§ The data
..............................
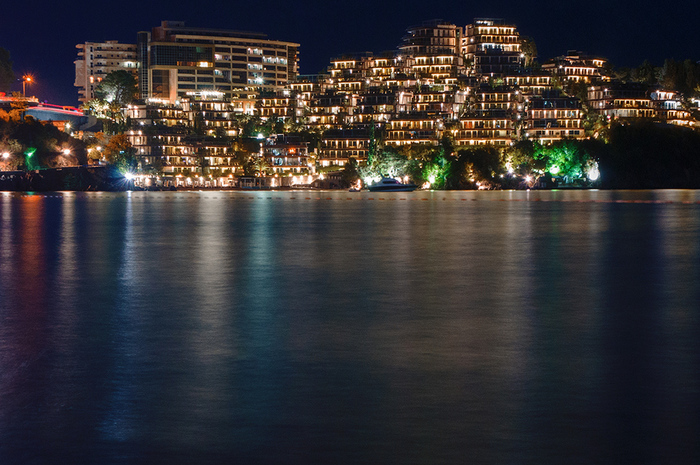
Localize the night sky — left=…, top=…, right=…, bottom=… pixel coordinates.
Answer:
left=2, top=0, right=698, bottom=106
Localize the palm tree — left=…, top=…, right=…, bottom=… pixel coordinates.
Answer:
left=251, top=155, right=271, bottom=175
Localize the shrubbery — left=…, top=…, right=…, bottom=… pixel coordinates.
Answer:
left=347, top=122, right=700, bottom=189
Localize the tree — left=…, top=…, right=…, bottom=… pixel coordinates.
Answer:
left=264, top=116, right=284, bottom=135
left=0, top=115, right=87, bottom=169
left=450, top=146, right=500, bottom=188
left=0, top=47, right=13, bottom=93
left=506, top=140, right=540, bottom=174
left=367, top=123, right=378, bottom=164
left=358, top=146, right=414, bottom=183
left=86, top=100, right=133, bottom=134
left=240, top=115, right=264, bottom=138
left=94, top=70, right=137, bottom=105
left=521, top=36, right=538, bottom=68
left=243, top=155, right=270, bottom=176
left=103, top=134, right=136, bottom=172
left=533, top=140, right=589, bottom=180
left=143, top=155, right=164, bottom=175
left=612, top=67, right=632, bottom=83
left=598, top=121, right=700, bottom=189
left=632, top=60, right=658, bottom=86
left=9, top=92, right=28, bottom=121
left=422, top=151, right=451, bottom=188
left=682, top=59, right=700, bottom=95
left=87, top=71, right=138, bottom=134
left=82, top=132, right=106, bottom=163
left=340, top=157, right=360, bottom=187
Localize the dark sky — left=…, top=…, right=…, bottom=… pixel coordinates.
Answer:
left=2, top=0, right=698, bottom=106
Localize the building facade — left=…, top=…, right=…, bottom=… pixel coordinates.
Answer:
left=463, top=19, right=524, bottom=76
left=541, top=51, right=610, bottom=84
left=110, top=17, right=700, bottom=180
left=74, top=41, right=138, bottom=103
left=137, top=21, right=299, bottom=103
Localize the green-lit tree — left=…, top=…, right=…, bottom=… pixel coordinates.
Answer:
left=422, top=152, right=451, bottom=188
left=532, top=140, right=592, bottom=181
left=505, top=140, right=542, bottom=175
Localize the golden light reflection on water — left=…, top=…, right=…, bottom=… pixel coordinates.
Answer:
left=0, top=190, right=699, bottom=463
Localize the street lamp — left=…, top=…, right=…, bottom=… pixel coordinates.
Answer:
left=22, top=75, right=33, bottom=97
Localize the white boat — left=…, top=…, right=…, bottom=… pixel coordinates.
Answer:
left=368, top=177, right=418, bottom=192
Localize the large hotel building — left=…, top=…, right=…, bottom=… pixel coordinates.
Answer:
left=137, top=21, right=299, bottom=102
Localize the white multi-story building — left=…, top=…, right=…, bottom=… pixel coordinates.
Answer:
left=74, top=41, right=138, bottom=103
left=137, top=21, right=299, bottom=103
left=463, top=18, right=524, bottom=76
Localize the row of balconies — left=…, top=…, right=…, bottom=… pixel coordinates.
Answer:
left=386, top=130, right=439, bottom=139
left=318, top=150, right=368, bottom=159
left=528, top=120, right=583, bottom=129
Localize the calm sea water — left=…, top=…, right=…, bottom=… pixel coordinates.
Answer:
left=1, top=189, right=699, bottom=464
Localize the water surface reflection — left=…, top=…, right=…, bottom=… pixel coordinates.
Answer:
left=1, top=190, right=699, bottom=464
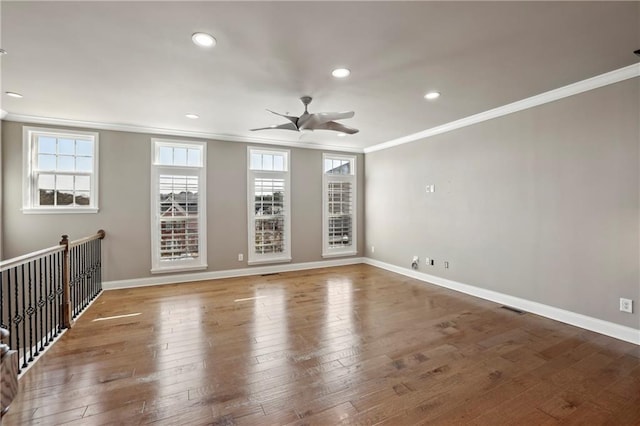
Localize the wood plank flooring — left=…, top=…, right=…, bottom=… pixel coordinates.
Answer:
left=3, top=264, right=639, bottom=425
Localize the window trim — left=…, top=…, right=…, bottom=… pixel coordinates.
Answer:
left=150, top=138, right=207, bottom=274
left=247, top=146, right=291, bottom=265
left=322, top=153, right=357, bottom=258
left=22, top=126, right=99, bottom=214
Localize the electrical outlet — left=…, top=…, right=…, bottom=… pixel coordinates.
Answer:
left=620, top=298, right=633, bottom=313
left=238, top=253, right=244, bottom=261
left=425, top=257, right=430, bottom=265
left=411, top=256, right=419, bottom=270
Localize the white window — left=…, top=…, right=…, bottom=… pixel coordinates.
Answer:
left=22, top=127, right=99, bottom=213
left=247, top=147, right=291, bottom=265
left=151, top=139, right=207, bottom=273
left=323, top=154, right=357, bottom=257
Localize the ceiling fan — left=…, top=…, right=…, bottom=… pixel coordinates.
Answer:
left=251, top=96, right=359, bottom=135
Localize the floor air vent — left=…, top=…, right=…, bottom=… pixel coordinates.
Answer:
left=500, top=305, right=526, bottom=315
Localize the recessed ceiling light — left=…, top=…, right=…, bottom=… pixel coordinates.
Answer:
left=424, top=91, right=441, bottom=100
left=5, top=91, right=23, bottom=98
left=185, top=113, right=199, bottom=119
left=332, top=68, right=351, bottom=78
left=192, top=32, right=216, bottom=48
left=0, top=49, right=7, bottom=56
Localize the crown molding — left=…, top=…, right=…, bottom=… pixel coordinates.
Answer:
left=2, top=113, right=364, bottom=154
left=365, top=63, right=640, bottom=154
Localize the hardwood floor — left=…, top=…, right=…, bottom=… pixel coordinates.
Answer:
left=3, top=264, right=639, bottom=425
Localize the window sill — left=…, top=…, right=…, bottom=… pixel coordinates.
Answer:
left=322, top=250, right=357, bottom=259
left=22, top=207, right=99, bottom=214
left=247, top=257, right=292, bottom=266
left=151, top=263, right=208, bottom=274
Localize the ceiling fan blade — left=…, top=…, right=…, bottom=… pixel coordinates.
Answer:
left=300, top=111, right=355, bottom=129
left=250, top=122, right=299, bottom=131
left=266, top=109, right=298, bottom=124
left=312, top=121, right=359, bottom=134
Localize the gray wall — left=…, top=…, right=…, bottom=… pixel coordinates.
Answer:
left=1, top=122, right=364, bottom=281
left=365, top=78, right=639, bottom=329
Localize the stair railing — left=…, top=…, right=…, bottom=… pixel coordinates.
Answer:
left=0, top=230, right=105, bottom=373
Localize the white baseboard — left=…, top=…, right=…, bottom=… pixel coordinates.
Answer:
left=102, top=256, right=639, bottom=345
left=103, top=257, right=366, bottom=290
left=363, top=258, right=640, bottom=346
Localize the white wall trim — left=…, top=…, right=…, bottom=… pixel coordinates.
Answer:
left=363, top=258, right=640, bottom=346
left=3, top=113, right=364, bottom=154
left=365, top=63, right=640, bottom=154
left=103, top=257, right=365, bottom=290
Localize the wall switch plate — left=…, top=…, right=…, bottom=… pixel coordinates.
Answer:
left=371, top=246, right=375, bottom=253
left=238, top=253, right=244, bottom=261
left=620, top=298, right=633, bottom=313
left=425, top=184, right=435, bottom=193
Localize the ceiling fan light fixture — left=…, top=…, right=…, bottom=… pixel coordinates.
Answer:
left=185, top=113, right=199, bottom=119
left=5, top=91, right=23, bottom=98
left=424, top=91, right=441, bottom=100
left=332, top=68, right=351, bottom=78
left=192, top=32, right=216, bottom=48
..............................
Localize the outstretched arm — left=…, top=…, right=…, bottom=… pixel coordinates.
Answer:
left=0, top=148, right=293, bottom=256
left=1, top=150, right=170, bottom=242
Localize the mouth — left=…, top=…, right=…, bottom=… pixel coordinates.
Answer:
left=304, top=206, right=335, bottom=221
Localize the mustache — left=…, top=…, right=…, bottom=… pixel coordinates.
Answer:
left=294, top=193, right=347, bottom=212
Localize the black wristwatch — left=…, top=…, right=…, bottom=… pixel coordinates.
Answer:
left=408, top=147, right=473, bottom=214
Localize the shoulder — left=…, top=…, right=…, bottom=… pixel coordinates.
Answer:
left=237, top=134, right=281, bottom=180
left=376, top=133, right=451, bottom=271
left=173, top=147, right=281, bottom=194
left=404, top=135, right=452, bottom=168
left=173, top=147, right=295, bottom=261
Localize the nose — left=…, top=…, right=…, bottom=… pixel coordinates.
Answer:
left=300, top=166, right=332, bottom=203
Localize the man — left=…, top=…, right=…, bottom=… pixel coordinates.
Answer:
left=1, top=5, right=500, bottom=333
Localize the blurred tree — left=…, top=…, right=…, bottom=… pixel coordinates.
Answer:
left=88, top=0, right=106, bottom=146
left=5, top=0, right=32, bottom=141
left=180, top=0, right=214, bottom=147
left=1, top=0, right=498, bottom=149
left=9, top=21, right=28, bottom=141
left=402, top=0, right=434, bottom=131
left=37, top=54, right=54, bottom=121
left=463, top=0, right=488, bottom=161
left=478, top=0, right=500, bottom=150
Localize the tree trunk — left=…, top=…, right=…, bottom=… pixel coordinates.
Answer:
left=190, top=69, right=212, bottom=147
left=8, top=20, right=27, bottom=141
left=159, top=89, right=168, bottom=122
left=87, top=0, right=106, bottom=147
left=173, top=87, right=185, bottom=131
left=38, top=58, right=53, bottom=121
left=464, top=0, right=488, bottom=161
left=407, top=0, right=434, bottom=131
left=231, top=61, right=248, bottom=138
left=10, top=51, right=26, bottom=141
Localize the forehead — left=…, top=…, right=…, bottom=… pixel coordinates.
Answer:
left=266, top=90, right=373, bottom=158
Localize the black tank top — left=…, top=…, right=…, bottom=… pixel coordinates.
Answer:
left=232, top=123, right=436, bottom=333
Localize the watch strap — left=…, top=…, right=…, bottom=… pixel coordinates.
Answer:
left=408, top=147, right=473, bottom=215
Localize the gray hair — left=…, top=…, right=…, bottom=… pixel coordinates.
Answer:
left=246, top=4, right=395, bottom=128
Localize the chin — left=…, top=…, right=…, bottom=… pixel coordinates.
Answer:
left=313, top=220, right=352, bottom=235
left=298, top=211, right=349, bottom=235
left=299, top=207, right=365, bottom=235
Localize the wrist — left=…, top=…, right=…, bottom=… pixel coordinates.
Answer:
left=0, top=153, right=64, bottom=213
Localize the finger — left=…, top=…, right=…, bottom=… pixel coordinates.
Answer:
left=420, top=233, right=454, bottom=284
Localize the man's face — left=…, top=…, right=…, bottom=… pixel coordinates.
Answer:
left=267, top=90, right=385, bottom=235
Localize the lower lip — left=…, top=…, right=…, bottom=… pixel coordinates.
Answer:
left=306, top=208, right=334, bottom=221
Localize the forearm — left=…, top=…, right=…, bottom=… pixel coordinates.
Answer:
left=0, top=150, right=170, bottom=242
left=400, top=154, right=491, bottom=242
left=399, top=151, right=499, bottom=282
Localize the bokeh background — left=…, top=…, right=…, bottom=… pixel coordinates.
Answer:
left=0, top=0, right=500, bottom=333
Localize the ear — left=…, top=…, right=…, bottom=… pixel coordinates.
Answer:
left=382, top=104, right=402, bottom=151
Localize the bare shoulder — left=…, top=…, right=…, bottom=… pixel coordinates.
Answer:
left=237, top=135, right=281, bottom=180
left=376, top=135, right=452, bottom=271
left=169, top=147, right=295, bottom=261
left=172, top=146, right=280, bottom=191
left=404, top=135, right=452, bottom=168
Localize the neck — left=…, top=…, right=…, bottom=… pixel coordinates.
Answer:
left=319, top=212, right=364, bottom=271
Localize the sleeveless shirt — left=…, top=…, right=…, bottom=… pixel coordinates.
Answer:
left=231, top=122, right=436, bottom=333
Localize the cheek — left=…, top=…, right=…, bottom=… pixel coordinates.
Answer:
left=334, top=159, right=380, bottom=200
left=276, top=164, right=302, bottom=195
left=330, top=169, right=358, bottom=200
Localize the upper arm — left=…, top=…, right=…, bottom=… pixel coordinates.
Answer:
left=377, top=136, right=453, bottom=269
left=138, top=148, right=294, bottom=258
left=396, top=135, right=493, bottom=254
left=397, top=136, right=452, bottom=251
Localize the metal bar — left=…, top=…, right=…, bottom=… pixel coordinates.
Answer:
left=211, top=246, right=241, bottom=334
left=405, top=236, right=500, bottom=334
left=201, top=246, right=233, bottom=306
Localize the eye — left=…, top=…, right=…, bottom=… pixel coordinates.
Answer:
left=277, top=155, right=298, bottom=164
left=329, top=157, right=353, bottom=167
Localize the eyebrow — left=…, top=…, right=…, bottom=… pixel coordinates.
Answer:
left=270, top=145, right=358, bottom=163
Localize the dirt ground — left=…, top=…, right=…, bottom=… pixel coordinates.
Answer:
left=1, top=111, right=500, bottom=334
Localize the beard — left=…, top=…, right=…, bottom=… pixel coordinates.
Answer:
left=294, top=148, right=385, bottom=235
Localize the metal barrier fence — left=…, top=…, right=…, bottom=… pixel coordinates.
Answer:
..............................
§ Work request
Starting at the line containing "Localize the large" and finishing at the line containing "Localize the window trim", return those lines exactly as they appear above, without the pictures.

§ Output for this task
Localize the large hotel building — left=…, top=…, right=…, bottom=… pixel coordinates.
Answer:
left=137, top=21, right=299, bottom=102
Localize the white multi-story building — left=…, top=…, right=…, bottom=… pixel coordinates.
Answer:
left=74, top=41, right=138, bottom=103
left=137, top=21, right=299, bottom=103
left=463, top=18, right=524, bottom=76
Localize the row of balconies — left=…, top=…, right=…, bottom=… pixel coordinates.
Answer:
left=386, top=130, right=439, bottom=139
left=318, top=150, right=368, bottom=159
left=528, top=120, right=583, bottom=129
Localize the calm sea water — left=…, top=…, right=…, bottom=… pixel coordinates.
Answer:
left=1, top=189, right=699, bottom=464
Localize the water surface reflection — left=…, top=…, right=…, bottom=… pixel coordinates.
Answer:
left=1, top=190, right=699, bottom=464
Localize the wood plank flooring — left=…, top=…, right=…, bottom=… pixel coordinates.
Answer:
left=3, top=264, right=639, bottom=425
Localize the window trim — left=…, top=…, right=…, bottom=… pixel coordinates.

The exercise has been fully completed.